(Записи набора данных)
□ □ □ □ □ □ □
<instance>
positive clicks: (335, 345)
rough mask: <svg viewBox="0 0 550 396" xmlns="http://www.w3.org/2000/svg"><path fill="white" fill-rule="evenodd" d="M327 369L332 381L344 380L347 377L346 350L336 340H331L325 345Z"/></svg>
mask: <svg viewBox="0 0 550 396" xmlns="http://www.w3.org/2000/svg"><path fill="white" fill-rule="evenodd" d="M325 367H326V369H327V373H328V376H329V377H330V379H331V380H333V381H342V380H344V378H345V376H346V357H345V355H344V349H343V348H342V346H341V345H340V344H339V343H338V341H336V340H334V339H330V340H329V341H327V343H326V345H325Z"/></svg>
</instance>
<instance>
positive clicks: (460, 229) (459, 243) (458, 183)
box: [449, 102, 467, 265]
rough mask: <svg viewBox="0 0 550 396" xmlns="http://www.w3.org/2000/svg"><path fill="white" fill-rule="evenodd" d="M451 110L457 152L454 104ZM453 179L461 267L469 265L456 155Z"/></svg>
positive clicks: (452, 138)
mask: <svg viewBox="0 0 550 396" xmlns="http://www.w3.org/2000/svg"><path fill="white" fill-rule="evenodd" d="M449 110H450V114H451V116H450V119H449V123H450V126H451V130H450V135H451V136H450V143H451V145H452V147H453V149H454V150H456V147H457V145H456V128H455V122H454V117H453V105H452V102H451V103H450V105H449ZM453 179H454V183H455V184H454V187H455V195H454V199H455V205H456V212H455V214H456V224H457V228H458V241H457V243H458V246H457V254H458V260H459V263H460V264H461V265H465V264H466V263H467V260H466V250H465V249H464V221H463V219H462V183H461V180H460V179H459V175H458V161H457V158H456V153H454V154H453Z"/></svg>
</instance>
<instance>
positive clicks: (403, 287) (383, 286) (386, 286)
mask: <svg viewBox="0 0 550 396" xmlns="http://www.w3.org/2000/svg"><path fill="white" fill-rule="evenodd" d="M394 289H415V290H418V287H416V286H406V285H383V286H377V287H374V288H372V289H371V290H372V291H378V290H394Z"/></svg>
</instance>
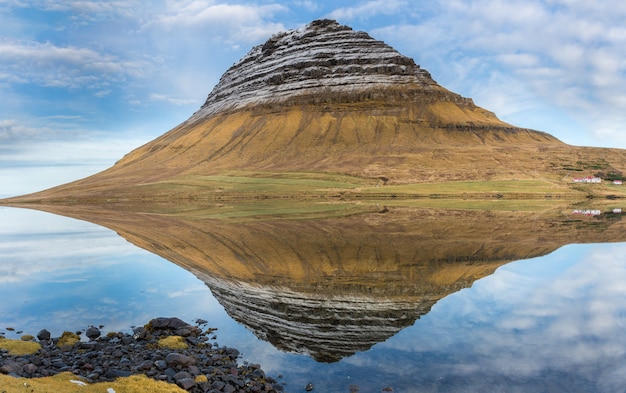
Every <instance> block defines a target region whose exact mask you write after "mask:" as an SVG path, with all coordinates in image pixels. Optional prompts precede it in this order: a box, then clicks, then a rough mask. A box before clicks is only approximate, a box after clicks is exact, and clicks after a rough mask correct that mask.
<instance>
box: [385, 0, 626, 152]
mask: <svg viewBox="0 0 626 393" xmlns="http://www.w3.org/2000/svg"><path fill="white" fill-rule="evenodd" d="M590 3H592V2H578V1H571V2H570V1H564V0H563V1H549V2H544V1H539V0H516V1H504V0H476V1H472V2H466V1H461V0H440V1H439V2H437V3H436V4H437V8H436V10H435V11H434V12H432V13H430V14H428V15H422V17H421V18H420V20H419V21H416V22H402V23H400V24H391V25H389V26H387V27H384V28H380V29H375V30H374V33H375V34H380V36H381V37H385V38H386V39H387V40H389V38H391V39H392V40H393V41H395V42H397V43H400V44H401V46H402V47H403V48H404V49H405V51H406V52H408V53H406V54H407V55H410V56H413V57H416V60H418V63H419V62H421V63H422V65H423V66H424V67H425V68H427V69H429V70H430V71H431V72H433V74H434V77H435V79H437V77H438V76H442V78H443V79H444V82H445V83H447V86H446V87H448V88H451V89H452V90H455V91H458V92H461V93H462V94H463V95H466V96H471V97H473V98H475V99H476V101H477V102H478V103H479V104H480V103H484V102H492V101H493V100H491V99H490V97H491V96H492V95H494V96H503V95H506V94H508V93H509V92H510V84H509V83H507V84H502V85H500V86H497V85H491V86H490V89H491V90H490V91H486V90H485V89H483V88H482V87H481V85H482V83H484V81H485V80H489V79H490V78H491V77H490V75H496V74H499V75H500V76H499V77H498V78H497V79H500V80H502V81H504V80H506V79H508V80H509V82H510V83H511V84H512V85H518V86H524V87H525V89H526V90H527V93H529V96H528V97H529V98H530V100H529V101H531V102H535V103H536V104H535V107H531V108H526V109H524V111H525V112H519V114H518V115H517V116H515V115H514V116H513V118H518V117H519V118H521V117H527V118H528V117H532V116H533V111H541V110H542V108H541V105H546V104H547V105H551V106H553V107H554V108H556V109H558V110H560V111H562V112H563V113H564V114H565V116H569V117H571V118H572V119H576V120H577V121H578V122H580V124H581V125H583V126H584V128H585V129H586V130H587V132H588V136H589V137H590V138H589V139H591V138H592V137H595V138H605V139H604V140H603V142H600V143H599V144H601V145H615V144H616V143H617V144H621V145H623V146H624V145H626V136H625V133H624V130H625V129H626V115H625V114H624V113H625V111H624V107H623V105H620V103H623V102H625V101H626V60H624V59H626V26H624V24H623V20H624V17H625V16H626V7H625V6H621V5H620V6H616V7H613V5H612V6H610V7H607V6H606V5H597V4H596V5H592V4H590ZM407 8H408V7H407ZM406 12H408V10H406ZM398 14H400V12H398ZM375 34H374V35H375ZM533 96H534V97H533ZM504 103H505V101H503V104H504ZM509 104H510V102H506V105H509ZM517 106H518V107H520V108H525V107H526V105H517ZM488 109H490V110H493V111H495V112H496V113H497V114H501V113H503V112H505V113H511V107H507V106H504V105H503V106H499V107H490V108H488ZM544 129H545V128H544ZM546 131H549V132H551V130H549V129H548V130H546ZM557 136H558V135H557Z"/></svg>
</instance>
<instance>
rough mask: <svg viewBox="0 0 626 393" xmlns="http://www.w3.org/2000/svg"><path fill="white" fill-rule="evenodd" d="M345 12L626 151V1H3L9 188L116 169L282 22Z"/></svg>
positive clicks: (592, 141) (0, 98)
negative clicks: (98, 171)
mask: <svg viewBox="0 0 626 393" xmlns="http://www.w3.org/2000/svg"><path fill="white" fill-rule="evenodd" d="M322 17H328V18H334V19H337V20H338V21H339V22H340V23H343V24H347V25H349V26H351V27H353V28H354V29H356V30H364V31H367V32H368V33H370V35H372V36H373V37H375V38H377V39H380V40H383V41H385V42H386V43H388V44H390V45H391V46H393V47H394V48H396V49H398V50H399V51H400V52H401V53H403V54H404V55H407V56H409V57H412V58H414V59H415V60H416V62H417V63H418V64H420V65H421V66H422V67H423V68H425V69H427V70H428V71H430V72H431V74H432V76H433V78H434V79H435V80H436V81H437V82H439V83H440V84H441V85H443V86H444V87H446V88H448V89H450V90H452V91H455V92H457V93H459V94H461V95H463V96H466V97H472V98H473V99H474V101H475V102H476V103H477V104H478V105H480V106H482V107H484V108H486V109H489V110H491V111H494V112H495V113H496V114H497V115H498V116H499V117H500V118H501V119H503V120H505V121H508V122H510V123H512V124H515V125H518V126H523V127H529V128H534V129H539V130H542V131H547V132H550V133H551V134H553V135H555V136H557V137H558V138H560V139H561V140H563V141H565V142H567V143H570V144H575V145H587V146H603V147H620V148H626V132H625V131H626V25H624V23H623V21H624V20H626V3H624V2H619V1H603V2H592V1H576V0H473V1H470V0H467V1H462V0H433V1H419V2H418V1H403V0H370V1H367V0H365V1H343V2H336V1H313V0H309V1H284V2H278V1H263V0H258V1H220V0H216V1H211V0H181V1H169V0H155V1H139V0H138V1H133V0H124V1H101V0H75V1H71V0H38V1H27V0H0V102H1V103H2V105H0V185H1V188H0V196H7V195H16V194H21V193H25V192H31V191H36V190H40V189H43V188H47V187H50V186H53V185H56V184H59V183H63V182H66V181H70V180H73V179H77V178H80V177H84V176H87V175H89V174H92V173H95V172H97V171H99V170H102V169H105V168H107V167H109V166H111V165H113V163H114V162H115V161H116V160H117V159H119V158H120V157H121V156H123V155H124V154H125V153H126V152H128V151H130V150H131V149H133V148H134V147H137V146H139V145H141V144H143V143H145V142H147V141H149V140H152V139H154V138H155V137H157V136H159V135H161V134H163V133H164V132H166V131H168V130H169V129H171V128H172V127H174V126H175V125H177V124H178V123H180V122H182V121H184V120H185V119H186V118H187V117H189V116H190V115H191V114H192V113H193V112H194V111H196V110H197V109H198V108H199V107H200V105H201V104H202V103H203V102H204V100H205V98H206V96H207V95H208V93H209V92H210V91H211V89H212V88H213V86H214V85H215V84H216V83H217V81H218V80H219V77H220V76H221V75H222V74H223V73H224V72H225V71H226V70H227V69H228V67H230V66H231V65H232V64H233V63H235V62H236V61H237V60H239V59H240V58H241V57H242V56H243V55H245V53H247V52H248V50H249V49H250V48H251V47H252V46H254V45H257V44H260V43H263V42H264V41H265V40H266V39H267V38H269V37H270V36H271V35H272V34H274V33H277V32H279V31H283V30H287V29H292V28H298V27H300V26H302V25H304V24H306V23H308V22H310V21H311V20H314V19H318V18H322Z"/></svg>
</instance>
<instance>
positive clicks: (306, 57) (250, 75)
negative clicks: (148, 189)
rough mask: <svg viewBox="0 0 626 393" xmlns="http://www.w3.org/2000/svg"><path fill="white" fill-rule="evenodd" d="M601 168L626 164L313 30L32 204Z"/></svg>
mask: <svg viewBox="0 0 626 393" xmlns="http://www.w3.org/2000/svg"><path fill="white" fill-rule="evenodd" d="M599 166H600V167H602V168H603V169H606V170H607V171H610V172H616V173H618V172H621V171H626V154H624V151H622V150H618V149H601V148H581V147H573V146H569V145H566V144H564V143H562V142H561V141H559V140H557V139H556V138H554V137H552V136H551V135H549V134H546V133H543V132H538V131H533V130H528V129H522V128H518V127H514V126H512V125H510V124H507V123H505V122H502V121H500V120H499V119H498V118H497V117H496V116H495V115H494V114H493V113H491V112H489V111H487V110H485V109H482V108H480V107H478V106H476V105H475V104H474V102H473V101H472V100H471V99H469V98H464V97H461V96H460V95H458V94H456V93H453V92H451V91H448V90H446V89H445V88H443V87H441V86H440V85H438V84H437V83H436V82H435V81H434V80H433V79H432V78H431V75H430V74H429V73H428V72H427V71H425V70H424V69H422V68H421V67H420V66H419V65H417V64H415V62H414V61H413V60H412V59H410V58H408V57H406V56H403V55H402V54H400V53H399V52H398V51H396V50H395V49H393V48H391V47H390V46H388V45H386V44H385V43H383V42H381V41H378V40H375V39H374V38H372V37H370V36H369V35H368V34H367V33H364V32H358V31H353V30H352V29H351V28H349V27H347V26H342V25H340V24H338V23H337V22H335V21H330V20H320V21H314V22H312V23H310V24H309V25H307V26H305V27H303V28H301V29H297V30H291V31H287V32H283V33H279V34H277V35H275V36H273V37H271V38H270V39H269V40H268V41H267V42H265V43H264V44H263V45H259V46H257V47H254V48H252V50H250V52H249V53H248V54H247V55H246V56H244V57H243V58H242V59H241V60H240V61H239V62H237V63H236V64H235V65H233V66H232V67H231V68H230V69H229V70H227V71H226V72H225V73H224V75H223V76H222V78H221V79H220V81H219V83H218V84H217V85H216V86H215V88H214V89H213V90H212V91H211V93H210V94H209V96H208V98H207V100H206V102H205V104H204V105H203V106H202V107H201V108H200V109H199V110H198V111H197V112H196V113H195V114H193V115H192V116H191V117H190V118H189V119H188V120H187V121H185V122H184V123H182V124H180V125H179V126H177V127H175V128H174V129H172V130H171V131H169V132H167V133H165V134H164V135H162V136H160V137H159V138H157V139H155V140H154V141H152V142H149V143H147V144H146V145H144V146H141V147H139V148H137V149H136V150H134V151H132V152H130V153H129V154H127V155H126V156H125V157H124V158H122V159H121V160H120V161H118V162H117V163H116V164H115V165H114V166H113V167H112V168H110V169H108V170H106V171H104V172H101V173H98V174H96V175H94V176H91V177H89V178H86V179H83V180H79V181H76V182H73V183H70V184H67V185H62V186H59V187H56V188H54V189H51V190H47V191H45V192H42V193H38V194H35V195H33V196H30V197H29V198H30V199H31V200H32V199H34V200H38V199H47V200H56V201H61V202H62V201H64V200H94V199H99V200H103V199H106V198H118V197H123V198H135V199H139V198H143V199H145V198H147V197H149V195H146V194H145V193H144V188H143V187H144V186H146V185H151V184H160V183H162V182H168V185H169V186H168V187H170V190H169V191H167V190H166V191H165V193H167V192H171V193H174V192H175V191H174V188H176V186H175V185H176V184H181V182H184V181H185V179H189V178H190V177H193V176H196V177H198V176H206V175H219V174H224V173H228V172H229V171H253V172H255V173H257V174H261V176H263V174H266V175H267V176H271V174H273V173H295V172H309V173H326V174H329V173H332V174H337V173H339V174H345V175H349V176H353V177H356V178H359V179H375V178H385V179H388V183H389V184H407V183H423V182H446V181H458V180H502V179H546V178H547V179H562V178H564V177H566V176H570V175H571V173H572V170H577V171H578V170H581V171H582V170H587V169H588V168H595V167H599ZM180 188H182V187H179V189H178V190H176V191H180ZM22 200H26V198H23V199H22Z"/></svg>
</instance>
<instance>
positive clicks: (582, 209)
mask: <svg viewBox="0 0 626 393" xmlns="http://www.w3.org/2000/svg"><path fill="white" fill-rule="evenodd" d="M572 214H582V215H583V216H599V215H600V214H602V211H600V210H596V209H576V210H574V211H572Z"/></svg>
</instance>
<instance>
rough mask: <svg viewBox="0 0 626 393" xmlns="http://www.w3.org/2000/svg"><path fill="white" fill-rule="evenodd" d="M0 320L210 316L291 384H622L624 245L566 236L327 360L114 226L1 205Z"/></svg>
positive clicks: (387, 386)
mask: <svg viewBox="0 0 626 393" xmlns="http://www.w3.org/2000/svg"><path fill="white" fill-rule="evenodd" d="M0 298H1V299H3V300H2V301H1V302H0V331H4V332H5V334H6V335H7V336H11V335H15V333H12V332H10V331H6V328H7V327H14V328H16V329H18V330H23V331H24V332H25V333H31V334H36V333H37V331H38V330H39V329H41V328H44V327H45V328H47V329H49V330H51V331H52V332H53V335H60V333H61V332H62V331H63V330H77V329H84V328H86V327H87V326H89V325H90V324H94V325H100V324H103V325H105V328H104V330H105V331H109V330H110V331H114V330H127V329H128V328H129V327H130V326H131V325H137V324H143V323H145V322H147V321H148V320H149V319H151V318H154V317H157V316H173V315H176V316H179V317H181V318H183V319H185V320H188V321H193V320H194V319H195V318H204V319H207V320H209V321H210V323H209V324H210V325H211V326H215V327H218V329H219V330H218V332H217V335H218V340H217V341H218V342H219V344H220V345H227V346H234V347H237V348H239V349H240V350H241V351H242V353H243V359H242V360H249V361H251V362H254V363H261V364H262V366H263V368H264V369H265V370H266V371H267V372H268V373H269V374H270V375H273V376H276V375H277V374H279V373H280V374H283V375H284V379H283V380H284V381H285V382H286V384H287V389H288V390H289V391H301V390H303V389H302V388H303V387H304V385H305V384H306V383H308V382H313V383H314V384H315V385H316V391H325V392H347V391H349V385H351V384H355V385H359V387H360V392H380V391H381V389H382V388H384V387H388V386H391V387H393V389H394V392H413V391H420V392H482V391H490V392H498V391H502V392H505V391H506V392H510V391H524V392H525V391H550V392H575V391H584V392H616V391H623V390H624V387H626V330H625V327H626V244H625V243H609V244H589V245H570V246H566V247H562V248H560V249H559V250H557V251H555V252H553V253H552V254H550V255H547V256H544V257H541V258H535V259H530V260H523V261H517V262H513V263H510V264H507V265H505V266H502V267H500V268H499V269H497V270H496V272H495V273H494V274H493V275H491V276H488V277H486V278H483V279H481V280H478V281H476V282H474V284H473V285H472V287H471V288H467V289H463V290H460V291H458V292H456V293H453V294H452V295H449V296H447V297H446V298H444V299H442V300H441V301H439V302H438V303H436V304H435V305H434V306H433V308H432V310H431V311H430V312H429V313H428V314H426V315H424V316H423V317H422V318H421V319H419V320H417V321H416V322H415V324H414V325H413V326H410V327H408V328H406V329H404V330H402V331H400V332H399V333H398V334H396V335H395V336H393V337H391V338H389V339H388V340H387V341H385V342H381V343H378V344H376V345H374V346H373V347H372V348H371V349H370V350H369V351H366V352H358V353H356V354H355V355H353V356H350V357H347V358H344V359H342V360H341V361H339V362H337V363H333V364H322V363H317V362H315V361H314V360H313V359H311V358H309V357H307V356H306V355H296V354H288V353H283V352H280V351H279V350H277V349H275V348H274V347H272V346H271V345H270V344H269V343H267V342H263V341H259V340H257V339H256V337H255V336H254V335H253V334H252V333H251V332H249V331H248V330H246V329H245V328H244V327H242V326H241V325H239V324H237V323H236V322H234V321H233V320H232V319H231V318H230V317H229V316H228V315H227V314H226V313H225V311H224V309H223V308H222V307H221V305H220V304H219V303H218V302H217V301H216V300H215V298H213V296H212V295H211V292H210V290H209V289H208V287H207V286H206V285H204V283H202V282H201V281H200V280H198V279H197V278H196V277H194V276H193V275H192V274H191V273H189V272H187V271H185V270H184V269H182V268H180V267H178V266H176V265H174V264H171V263H169V262H168V261H166V260H164V259H162V258H160V257H157V256H155V255H153V254H150V253H149V252H147V251H144V250H142V249H139V248H137V247H135V246H133V245H132V244H130V243H128V242H126V241H125V240H124V239H122V238H121V237H119V236H118V235H117V234H115V233H114V232H113V231H110V230H108V229H105V228H102V227H98V226H96V225H93V224H89V223H86V222H82V221H78V220H74V219H69V218H64V217H60V216H55V215H51V214H47V213H41V212H36V211H29V210H22V209H9V208H0Z"/></svg>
□ □ □ □ □ □ □
◆ Порядок выполнения
Извлеките из материала каждую строку, в которой встречается слово «negative».

◆ Результат
negative clicks: (98, 171)
negative clicks: (148, 189)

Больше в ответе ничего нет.